Data:
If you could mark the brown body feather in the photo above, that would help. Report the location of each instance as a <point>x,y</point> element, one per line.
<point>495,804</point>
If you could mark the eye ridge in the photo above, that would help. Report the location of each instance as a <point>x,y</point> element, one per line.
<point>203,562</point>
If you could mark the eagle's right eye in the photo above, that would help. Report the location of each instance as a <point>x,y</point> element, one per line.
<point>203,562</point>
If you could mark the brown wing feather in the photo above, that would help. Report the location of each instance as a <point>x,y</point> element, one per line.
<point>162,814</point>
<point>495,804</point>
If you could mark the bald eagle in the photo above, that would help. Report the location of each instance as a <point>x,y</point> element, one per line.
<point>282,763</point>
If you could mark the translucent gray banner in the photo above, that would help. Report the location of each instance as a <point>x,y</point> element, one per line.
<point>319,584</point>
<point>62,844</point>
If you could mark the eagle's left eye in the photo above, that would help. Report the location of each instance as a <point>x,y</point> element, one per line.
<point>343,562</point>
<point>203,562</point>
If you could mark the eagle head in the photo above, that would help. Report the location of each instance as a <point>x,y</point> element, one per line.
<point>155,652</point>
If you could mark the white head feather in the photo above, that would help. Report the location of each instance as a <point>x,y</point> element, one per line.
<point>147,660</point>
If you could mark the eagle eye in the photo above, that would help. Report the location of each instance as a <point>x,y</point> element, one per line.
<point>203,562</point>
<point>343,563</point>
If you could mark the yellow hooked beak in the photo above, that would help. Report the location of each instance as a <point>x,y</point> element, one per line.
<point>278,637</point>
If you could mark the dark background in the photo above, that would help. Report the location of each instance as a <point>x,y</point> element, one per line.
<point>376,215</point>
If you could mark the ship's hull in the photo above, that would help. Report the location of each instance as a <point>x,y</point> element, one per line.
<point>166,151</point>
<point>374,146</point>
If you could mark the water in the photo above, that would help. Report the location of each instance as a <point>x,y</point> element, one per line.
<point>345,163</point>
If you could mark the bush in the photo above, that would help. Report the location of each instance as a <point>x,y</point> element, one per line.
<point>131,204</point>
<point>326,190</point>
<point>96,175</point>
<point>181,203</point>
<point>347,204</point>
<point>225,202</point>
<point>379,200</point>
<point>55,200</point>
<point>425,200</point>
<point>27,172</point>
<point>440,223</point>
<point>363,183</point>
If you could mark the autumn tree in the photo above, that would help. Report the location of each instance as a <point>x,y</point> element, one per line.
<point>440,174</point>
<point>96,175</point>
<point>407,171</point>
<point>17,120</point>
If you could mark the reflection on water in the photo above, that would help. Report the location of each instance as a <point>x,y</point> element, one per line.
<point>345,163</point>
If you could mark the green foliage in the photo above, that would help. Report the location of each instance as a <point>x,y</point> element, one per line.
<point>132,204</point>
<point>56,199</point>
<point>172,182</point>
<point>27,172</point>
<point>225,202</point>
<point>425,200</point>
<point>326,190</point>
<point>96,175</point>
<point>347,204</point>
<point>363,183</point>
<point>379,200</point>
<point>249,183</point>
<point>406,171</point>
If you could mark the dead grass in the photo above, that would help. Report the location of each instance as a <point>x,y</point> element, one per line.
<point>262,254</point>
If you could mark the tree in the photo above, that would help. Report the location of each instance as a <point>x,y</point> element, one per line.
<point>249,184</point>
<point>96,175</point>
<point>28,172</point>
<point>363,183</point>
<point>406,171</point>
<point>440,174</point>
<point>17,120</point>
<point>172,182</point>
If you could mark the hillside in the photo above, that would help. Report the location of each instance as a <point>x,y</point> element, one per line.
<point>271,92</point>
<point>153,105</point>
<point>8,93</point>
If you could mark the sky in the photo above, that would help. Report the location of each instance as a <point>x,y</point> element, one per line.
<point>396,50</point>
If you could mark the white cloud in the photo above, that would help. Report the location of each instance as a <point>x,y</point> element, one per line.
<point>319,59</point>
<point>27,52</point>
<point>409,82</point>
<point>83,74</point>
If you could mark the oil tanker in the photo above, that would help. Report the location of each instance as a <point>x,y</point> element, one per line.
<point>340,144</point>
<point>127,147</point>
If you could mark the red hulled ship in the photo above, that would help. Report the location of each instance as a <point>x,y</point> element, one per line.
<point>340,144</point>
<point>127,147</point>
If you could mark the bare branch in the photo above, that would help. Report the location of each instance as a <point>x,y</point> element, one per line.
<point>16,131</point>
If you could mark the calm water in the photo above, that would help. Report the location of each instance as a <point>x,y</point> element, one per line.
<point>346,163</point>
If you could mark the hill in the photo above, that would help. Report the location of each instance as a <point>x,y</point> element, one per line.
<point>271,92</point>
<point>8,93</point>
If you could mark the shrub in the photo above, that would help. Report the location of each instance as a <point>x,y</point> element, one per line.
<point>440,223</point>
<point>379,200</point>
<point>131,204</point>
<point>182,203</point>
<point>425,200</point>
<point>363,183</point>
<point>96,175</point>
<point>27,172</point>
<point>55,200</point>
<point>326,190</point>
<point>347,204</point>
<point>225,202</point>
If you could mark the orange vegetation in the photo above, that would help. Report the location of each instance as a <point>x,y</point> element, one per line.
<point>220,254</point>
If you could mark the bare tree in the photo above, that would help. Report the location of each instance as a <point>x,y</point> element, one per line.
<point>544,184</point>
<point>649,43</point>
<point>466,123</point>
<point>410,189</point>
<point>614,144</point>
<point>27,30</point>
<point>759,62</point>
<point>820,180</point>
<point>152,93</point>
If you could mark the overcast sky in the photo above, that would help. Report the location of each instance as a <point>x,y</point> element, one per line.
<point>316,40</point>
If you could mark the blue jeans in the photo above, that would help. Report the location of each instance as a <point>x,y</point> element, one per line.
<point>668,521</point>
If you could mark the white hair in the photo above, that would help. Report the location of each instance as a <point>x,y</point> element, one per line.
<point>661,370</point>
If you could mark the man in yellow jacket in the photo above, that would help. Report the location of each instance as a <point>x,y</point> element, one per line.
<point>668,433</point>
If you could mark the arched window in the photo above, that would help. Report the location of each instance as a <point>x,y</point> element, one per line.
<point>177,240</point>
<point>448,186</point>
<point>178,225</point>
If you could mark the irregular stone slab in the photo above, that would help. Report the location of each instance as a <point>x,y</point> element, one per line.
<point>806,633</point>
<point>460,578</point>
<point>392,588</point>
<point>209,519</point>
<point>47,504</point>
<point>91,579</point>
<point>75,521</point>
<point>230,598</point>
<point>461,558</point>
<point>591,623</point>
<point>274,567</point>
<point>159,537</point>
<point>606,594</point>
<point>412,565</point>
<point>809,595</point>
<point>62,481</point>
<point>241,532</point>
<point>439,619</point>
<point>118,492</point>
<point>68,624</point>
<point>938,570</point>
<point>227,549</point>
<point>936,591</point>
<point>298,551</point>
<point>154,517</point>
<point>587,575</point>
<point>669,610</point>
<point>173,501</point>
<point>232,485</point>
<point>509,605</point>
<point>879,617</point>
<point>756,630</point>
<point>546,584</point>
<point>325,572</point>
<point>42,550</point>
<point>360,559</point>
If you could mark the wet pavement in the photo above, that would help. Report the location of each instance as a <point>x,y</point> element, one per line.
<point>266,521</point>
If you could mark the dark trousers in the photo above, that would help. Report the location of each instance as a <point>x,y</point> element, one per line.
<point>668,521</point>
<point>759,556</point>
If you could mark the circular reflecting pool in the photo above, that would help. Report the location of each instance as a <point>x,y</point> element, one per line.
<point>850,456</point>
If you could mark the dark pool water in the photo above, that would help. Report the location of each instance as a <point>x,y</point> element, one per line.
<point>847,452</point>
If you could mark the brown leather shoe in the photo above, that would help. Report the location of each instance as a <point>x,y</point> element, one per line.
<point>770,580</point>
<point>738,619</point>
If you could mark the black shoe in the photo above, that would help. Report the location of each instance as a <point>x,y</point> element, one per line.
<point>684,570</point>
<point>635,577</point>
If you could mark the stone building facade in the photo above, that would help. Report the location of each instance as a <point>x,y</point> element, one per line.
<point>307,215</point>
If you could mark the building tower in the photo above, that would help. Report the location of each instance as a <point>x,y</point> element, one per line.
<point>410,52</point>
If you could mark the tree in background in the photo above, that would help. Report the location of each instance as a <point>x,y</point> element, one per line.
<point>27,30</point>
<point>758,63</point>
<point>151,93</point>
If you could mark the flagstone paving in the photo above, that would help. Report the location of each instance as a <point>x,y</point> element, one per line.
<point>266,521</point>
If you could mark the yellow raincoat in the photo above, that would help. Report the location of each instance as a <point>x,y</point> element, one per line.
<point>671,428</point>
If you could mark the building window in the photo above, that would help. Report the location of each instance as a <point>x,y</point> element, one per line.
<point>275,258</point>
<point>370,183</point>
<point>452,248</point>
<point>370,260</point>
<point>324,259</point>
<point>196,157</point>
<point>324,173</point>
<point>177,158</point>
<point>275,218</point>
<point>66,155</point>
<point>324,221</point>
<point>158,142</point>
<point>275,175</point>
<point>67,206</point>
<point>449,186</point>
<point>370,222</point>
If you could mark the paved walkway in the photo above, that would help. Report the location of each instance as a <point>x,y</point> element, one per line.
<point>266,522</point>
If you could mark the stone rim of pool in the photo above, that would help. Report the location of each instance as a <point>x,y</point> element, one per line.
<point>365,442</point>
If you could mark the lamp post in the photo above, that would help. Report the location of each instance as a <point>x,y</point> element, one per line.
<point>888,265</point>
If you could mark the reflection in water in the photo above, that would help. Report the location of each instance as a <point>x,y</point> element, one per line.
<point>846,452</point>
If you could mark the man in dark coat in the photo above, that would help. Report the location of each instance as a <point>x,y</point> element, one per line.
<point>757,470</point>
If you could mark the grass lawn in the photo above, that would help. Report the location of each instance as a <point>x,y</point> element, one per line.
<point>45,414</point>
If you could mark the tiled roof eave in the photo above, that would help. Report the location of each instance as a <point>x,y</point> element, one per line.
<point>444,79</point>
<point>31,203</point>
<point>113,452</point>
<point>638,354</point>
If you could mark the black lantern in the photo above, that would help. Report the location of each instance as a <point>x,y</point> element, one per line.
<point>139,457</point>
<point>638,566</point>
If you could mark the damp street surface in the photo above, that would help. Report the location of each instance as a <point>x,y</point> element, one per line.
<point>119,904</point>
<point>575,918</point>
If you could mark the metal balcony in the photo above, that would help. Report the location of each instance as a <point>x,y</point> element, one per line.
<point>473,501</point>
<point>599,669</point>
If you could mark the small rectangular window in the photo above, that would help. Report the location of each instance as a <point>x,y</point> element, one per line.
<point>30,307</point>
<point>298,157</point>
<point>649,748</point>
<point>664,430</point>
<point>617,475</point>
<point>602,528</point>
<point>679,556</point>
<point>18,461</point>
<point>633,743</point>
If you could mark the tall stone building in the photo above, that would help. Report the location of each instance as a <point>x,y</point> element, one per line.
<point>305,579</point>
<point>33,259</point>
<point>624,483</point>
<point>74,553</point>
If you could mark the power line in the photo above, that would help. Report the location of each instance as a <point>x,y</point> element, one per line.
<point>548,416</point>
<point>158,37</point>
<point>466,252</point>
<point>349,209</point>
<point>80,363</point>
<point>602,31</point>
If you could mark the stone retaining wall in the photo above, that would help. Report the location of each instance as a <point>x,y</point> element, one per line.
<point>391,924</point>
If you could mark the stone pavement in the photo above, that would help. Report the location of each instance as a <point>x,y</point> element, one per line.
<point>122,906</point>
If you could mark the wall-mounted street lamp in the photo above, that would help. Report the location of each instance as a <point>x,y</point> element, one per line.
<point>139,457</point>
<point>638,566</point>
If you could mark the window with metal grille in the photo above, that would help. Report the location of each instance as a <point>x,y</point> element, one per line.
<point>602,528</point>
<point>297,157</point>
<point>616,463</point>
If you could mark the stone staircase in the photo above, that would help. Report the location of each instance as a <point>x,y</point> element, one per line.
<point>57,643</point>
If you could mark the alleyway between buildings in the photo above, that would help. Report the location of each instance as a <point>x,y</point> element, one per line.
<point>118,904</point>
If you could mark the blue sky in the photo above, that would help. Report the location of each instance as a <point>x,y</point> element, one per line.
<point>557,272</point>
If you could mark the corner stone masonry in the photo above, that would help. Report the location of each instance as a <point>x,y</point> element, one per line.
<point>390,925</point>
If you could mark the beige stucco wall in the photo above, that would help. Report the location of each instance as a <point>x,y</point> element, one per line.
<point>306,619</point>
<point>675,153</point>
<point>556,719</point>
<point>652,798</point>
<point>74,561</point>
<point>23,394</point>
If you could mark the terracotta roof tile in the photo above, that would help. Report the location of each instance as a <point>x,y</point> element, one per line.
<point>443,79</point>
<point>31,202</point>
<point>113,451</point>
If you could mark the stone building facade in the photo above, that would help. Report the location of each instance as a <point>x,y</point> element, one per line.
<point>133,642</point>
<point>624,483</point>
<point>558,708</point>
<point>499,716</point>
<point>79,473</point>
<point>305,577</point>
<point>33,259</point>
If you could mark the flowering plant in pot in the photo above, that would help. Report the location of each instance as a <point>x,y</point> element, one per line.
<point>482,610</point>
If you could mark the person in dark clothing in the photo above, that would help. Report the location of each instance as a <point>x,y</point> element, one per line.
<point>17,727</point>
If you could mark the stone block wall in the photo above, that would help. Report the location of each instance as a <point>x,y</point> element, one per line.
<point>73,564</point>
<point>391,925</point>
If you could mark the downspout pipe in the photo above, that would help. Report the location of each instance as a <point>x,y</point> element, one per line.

Given problem:
Quote the lines from the line with "If you could mark the terracotta" to the line with "<point>113,451</point>", copying each one exactly.

The solution:
If you could mark the terracotta roof tile in the photo above, that would help. Report the location of each instance as a <point>x,y</point> element, one per line.
<point>443,79</point>
<point>31,202</point>
<point>113,451</point>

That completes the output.